● TO DO
A picture-free, exact copy of all the records below is the goal.

------------

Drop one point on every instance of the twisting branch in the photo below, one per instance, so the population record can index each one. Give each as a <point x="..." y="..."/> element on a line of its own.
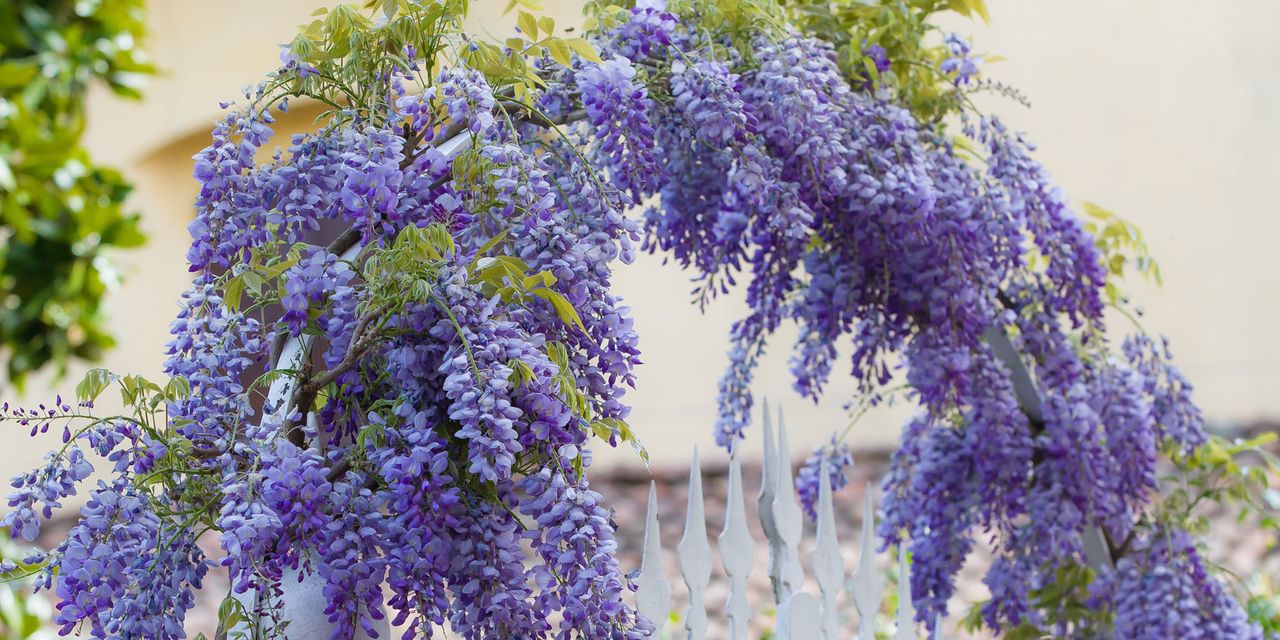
<point x="302" y="389"/>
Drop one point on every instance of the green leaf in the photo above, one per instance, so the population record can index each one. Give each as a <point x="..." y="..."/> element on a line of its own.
<point x="563" y="309"/>
<point x="560" y="51"/>
<point x="16" y="74"/>
<point x="95" y="382"/>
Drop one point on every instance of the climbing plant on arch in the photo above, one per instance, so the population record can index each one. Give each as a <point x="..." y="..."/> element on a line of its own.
<point x="443" y="366"/>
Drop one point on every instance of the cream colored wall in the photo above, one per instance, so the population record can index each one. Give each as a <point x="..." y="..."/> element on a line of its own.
<point x="1166" y="112"/>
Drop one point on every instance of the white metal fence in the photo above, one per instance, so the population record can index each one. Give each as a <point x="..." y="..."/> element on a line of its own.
<point x="800" y="615"/>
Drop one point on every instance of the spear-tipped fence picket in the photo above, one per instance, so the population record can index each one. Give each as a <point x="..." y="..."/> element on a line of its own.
<point x="800" y="615"/>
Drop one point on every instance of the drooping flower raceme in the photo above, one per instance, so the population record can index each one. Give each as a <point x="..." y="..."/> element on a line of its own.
<point x="456" y="350"/>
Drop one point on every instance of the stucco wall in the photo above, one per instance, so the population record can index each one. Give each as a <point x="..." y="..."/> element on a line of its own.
<point x="1166" y="112"/>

------------

● ANSWER
Drop one point on every instance of the twisting branch in the photo below, one per instance, so the population record can index each one. Give each as a <point x="..." y="..."/> element on a line of its own.
<point x="302" y="389"/>
Drop one point on every instance of the green leaf in the photo above, one per instance, so the population record can index each one. Give each as a <point x="..." y="..."/> element on a line of its own.
<point x="563" y="309"/>
<point x="560" y="51"/>
<point x="16" y="74"/>
<point x="95" y="382"/>
Drop one point on every instance of the climbing plant on arch in the photo above, one per instance, so the population record can index each one. Give each as a <point x="..." y="..."/> element on a line of its own.
<point x="443" y="366"/>
Drop one point on every instance of the cream colored wall in the photo above, one per instance, so the population record can index each one. Give each as a <point x="..." y="..."/> element on a line of its own.
<point x="1166" y="112"/>
Drop one point on every instance of the white metal fence in the photo above, one per instance, so the population record can index each one. Give each as a <point x="..." y="..."/> element on a line of its own.
<point x="800" y="615"/>
Drop one point on every instance of the spear-tipped fence picket in the photo above, one per instance, so the population record can index each one. Give each as a <point x="..." y="..."/> element on a line of its own.
<point x="800" y="615"/>
Drop one point on every instance of the drooping flower raceme in the photo above, one per instance, so the population record can index each one. Give each as a <point x="..." y="..."/> element on a line of its own.
<point x="456" y="350"/>
Drop one point on every instance of the stucco wall in the photo above, one per instance, so the population record can index each one. Give each as a <point x="..." y="..."/> element on a line of its own.
<point x="1166" y="112"/>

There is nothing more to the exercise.